READING PASSAGE:

Eating Behaviours and Attitudes Following Prolonged Exposure to Television among Ethnic Fijian Adolescent Girls Study [3]

After 3 years of television, induced-vomiting to control weight went from 0% to 11.3% percent also known as Bulimia Nervosa. In Canada, “One out of 10 girls and women develops disordered eating behaviours such as anorexia, or bulimia” [4]. If we fast forward to today, the internet has only amplified the amount of exposure to body images of every body type imaginable. What we are seeing now is a opposite trend is that overweight / obese people are making way into modeling. I feel this is a more disturbing development given that 28 percent of Canadian adults are obese, and 36 percent are overweight. “The share of Canadian adolescents who are overweight or obese has slowly increased since 2005. In 2020, around 23 percent of adolescents aged 12 to 17 years were either overweight and obese. The total number of obese or overweight Canadian adolescents in 2020 was around 454 thousand. By 2030, it is estimated that Canada will have over 1.1 million children who are obese“ [5]. In the 2019 Sports Illustrated Swimsuit issue featured Hunter McGrady, a pretty but morbidly obese woman.


Hunter McGrady Sports Illustrated 2019

This is being sold as celebrating diversity. To quote Hunter, “Exposure to diversity is the catalyst that will ignite tolerance, acceptance and understanding” [6]. I think it is important to value individuals for who they are regardless of body shape or size – but you cannot dispute the health issues related to obesity. Type 2 diabetes, high blood pressure, heart disease, kidney disease and some cancers are all risks of being obese [7]. In actuality, if you look at the latest research to prolong life and thrive as one ages, caloric restriction is one of the most effective ways to live longer according to Dr. David Sinclair’s book Lifespan: Why we age-and why we don’t have to [8]. Dr. Sinclair is one of the leading research scientist’s searching not only how to live longer healthy lives but looking to reverse aging completely. The best we can do is be the example for our children by teaching and living a lifelong exercise and nutrition regime the promotes optimal health to thrive as humans.

Works Cited

  1. Staff, Swim Daily. “Sports Illustrated’s 50 Greatest Swimsuit Models (10–1).” Swimsuit | SI.Com, 25 Aug. 2021, swimsuit.si.com/swimnews/sports-illustrateds-50-greatest-swimsuit-models-10-1 .

  2. “The Photoshop Effect.” YouTube, 16 June 2008, ww.youtube.com/watch?v=YP31r70_QNM .

  3. Becker, Anne. “Eating Behaviours and Attitudes Following Prolonged Exposure to Television among Ethnic Fijian Adolescent Girls | The British Journal of Psychiatry.” Cambridge Core, Cambridge University Press, 2 Jan. 2018, www.cambridge.org/core/journals/the-british-journal-of-psychiatry/article/eating-behaviours-and-attitudes-following-prolonged-exposure-to-television-among-ethnic-fijian-adolescent-girls/44470008998A2B5155CE9C9691243D76 .

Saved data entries
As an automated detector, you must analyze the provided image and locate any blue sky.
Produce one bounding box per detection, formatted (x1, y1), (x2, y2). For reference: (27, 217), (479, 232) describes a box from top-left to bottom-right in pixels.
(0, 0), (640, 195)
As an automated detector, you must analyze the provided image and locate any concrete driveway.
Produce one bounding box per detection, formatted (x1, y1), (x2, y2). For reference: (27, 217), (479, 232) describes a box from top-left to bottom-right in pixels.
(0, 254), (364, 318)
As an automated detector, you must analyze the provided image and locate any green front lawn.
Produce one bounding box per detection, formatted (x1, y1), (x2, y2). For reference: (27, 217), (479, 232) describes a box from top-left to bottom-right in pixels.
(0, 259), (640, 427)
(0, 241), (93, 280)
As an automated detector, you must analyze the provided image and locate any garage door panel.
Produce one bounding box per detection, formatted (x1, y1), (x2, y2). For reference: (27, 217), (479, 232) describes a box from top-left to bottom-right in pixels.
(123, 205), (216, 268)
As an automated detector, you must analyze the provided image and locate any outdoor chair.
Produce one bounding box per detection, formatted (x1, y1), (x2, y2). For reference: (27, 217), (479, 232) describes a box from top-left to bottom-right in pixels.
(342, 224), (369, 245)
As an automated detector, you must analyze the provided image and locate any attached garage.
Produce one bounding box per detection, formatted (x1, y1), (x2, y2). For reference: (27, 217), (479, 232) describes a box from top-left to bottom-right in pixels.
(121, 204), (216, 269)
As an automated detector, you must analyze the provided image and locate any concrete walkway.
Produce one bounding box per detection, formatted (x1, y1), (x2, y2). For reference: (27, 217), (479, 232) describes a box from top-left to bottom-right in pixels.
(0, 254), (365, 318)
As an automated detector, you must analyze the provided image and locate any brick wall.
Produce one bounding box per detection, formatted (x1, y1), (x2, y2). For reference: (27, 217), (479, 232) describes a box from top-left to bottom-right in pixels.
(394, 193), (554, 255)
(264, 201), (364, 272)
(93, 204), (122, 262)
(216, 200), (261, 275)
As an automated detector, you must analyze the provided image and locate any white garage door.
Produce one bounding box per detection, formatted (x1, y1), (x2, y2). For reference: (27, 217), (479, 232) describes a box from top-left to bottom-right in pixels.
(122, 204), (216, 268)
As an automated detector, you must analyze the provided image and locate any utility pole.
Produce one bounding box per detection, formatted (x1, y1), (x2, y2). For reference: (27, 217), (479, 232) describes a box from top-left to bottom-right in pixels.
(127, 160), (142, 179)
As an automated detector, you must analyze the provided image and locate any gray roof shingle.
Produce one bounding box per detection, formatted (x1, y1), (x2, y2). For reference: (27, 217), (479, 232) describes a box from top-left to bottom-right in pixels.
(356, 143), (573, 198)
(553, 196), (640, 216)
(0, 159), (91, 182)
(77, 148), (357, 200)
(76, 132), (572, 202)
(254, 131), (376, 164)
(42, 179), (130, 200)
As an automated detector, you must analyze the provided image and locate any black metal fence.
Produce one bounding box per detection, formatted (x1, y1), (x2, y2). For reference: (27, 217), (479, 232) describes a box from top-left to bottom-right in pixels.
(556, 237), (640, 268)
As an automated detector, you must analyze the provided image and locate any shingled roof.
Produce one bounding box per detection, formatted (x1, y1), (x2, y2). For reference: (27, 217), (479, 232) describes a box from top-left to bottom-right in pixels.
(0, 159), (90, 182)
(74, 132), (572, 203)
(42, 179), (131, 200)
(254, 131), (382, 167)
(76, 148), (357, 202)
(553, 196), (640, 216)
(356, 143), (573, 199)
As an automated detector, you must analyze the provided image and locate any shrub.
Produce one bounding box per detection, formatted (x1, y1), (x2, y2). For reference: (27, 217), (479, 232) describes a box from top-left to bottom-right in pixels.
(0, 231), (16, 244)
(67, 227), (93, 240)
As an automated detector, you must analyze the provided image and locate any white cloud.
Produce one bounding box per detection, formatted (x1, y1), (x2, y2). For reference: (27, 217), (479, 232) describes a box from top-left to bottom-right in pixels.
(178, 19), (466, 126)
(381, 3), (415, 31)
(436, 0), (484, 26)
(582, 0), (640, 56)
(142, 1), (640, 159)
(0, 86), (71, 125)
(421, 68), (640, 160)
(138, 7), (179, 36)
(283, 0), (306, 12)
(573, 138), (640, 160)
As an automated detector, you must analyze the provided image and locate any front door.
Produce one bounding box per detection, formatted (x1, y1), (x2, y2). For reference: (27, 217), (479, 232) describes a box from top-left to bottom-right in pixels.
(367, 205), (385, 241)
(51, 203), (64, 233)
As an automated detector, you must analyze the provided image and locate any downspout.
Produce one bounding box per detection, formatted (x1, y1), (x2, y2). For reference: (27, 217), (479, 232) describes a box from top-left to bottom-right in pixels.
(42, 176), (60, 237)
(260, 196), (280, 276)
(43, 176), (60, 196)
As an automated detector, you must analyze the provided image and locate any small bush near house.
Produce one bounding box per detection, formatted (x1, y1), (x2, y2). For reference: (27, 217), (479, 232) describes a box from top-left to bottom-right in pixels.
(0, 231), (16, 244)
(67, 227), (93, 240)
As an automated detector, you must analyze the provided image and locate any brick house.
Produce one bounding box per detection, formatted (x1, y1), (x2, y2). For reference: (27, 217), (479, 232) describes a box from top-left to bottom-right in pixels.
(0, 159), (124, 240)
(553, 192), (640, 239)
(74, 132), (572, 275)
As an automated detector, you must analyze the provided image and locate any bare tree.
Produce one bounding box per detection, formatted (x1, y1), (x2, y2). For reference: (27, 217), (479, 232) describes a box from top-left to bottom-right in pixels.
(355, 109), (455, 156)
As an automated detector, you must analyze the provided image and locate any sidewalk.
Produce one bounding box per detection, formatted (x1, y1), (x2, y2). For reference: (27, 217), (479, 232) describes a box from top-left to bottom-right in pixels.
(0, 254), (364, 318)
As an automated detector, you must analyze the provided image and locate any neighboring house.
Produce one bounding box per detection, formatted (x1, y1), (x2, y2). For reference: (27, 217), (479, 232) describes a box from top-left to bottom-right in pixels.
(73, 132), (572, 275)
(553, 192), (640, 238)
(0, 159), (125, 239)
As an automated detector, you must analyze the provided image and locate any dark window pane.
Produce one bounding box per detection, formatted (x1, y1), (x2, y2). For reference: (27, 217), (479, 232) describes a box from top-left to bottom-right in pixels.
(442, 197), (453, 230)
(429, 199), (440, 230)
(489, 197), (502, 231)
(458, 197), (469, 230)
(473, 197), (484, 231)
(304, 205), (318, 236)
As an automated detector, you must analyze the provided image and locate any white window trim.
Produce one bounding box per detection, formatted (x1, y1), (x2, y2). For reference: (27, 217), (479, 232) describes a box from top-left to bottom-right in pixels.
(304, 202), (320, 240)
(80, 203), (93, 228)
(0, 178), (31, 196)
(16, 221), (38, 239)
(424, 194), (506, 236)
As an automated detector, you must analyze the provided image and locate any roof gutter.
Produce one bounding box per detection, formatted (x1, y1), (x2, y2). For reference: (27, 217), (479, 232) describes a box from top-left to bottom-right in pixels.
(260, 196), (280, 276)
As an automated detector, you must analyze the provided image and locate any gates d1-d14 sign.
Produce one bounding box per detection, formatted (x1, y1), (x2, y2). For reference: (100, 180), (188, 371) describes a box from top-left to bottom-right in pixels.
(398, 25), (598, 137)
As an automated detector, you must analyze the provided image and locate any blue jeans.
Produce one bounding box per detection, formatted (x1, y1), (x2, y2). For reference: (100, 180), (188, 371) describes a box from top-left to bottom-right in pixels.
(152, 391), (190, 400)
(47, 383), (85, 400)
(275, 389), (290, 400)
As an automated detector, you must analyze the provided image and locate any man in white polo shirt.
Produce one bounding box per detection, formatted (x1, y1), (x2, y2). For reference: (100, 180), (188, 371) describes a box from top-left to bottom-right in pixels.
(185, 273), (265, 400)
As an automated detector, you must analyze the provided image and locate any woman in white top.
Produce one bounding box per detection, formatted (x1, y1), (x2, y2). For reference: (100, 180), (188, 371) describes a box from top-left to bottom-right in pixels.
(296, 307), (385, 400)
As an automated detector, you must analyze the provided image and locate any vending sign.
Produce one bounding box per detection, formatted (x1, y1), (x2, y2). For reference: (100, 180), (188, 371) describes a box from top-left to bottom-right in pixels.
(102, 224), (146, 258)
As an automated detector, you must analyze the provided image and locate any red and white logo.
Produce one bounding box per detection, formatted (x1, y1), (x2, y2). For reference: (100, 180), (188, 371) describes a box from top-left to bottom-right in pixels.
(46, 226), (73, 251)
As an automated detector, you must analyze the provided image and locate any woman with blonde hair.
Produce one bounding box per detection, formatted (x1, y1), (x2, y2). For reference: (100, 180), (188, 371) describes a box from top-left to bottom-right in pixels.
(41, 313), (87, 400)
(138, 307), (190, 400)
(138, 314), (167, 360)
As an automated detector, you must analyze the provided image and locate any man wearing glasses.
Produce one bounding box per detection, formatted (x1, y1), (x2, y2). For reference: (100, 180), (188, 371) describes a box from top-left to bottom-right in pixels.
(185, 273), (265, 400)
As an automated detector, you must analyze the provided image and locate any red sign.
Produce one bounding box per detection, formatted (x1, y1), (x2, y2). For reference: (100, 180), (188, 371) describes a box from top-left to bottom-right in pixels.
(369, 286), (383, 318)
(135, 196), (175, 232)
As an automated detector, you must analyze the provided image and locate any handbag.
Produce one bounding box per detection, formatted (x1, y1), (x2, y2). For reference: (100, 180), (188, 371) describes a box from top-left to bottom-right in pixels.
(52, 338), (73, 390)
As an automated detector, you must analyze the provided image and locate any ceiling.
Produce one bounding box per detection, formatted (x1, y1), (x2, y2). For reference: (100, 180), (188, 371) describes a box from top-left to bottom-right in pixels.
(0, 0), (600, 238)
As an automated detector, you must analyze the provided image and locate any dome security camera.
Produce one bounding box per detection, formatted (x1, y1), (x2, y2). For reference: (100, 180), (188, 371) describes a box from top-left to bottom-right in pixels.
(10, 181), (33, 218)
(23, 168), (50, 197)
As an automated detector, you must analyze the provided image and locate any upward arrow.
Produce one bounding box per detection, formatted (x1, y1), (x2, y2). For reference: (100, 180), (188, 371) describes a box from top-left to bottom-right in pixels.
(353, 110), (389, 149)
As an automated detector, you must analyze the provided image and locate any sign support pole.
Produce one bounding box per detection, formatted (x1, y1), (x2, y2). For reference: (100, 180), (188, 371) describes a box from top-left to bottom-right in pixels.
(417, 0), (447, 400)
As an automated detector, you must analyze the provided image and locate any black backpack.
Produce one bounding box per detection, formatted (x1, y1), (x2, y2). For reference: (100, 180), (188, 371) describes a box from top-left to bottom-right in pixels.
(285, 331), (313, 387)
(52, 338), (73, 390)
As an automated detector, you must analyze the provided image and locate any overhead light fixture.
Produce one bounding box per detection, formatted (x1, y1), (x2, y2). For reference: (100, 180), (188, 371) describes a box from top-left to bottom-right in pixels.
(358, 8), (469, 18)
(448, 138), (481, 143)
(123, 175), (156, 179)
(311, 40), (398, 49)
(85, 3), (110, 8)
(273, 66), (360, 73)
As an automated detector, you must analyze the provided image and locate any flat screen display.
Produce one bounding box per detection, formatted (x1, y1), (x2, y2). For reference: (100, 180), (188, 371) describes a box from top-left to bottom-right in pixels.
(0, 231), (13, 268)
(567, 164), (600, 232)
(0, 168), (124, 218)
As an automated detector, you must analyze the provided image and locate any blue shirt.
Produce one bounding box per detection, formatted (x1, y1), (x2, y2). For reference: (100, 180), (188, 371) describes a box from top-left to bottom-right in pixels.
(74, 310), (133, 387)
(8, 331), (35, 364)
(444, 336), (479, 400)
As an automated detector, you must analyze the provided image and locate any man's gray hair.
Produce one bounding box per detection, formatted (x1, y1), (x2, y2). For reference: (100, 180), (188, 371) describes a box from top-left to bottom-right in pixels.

EXERCISE DIRECTIONS:
Reproduce the passage on body image and obesity word for word, starting at "Works Cited" and ending at "2008, ww.youtube.com/watch?v=YP31r70_QNM .".

RESPONSE AREA:
Works Cited

  1. Staff, Swim Daily. “Sports Illustrated’s 50 Greatest Swimsuit Models (10–1).” Swimsuit | SI.Com, 25 Aug. 2021, swimsuit.si.com/swimnews/sports-illustrateds-50-greatest-swimsuit-models-10-1 .

  2. “The Photoshop Effect.” YouTube, 16 June 2008, ww.youtube.com/watch?v=YP31r70_QNM .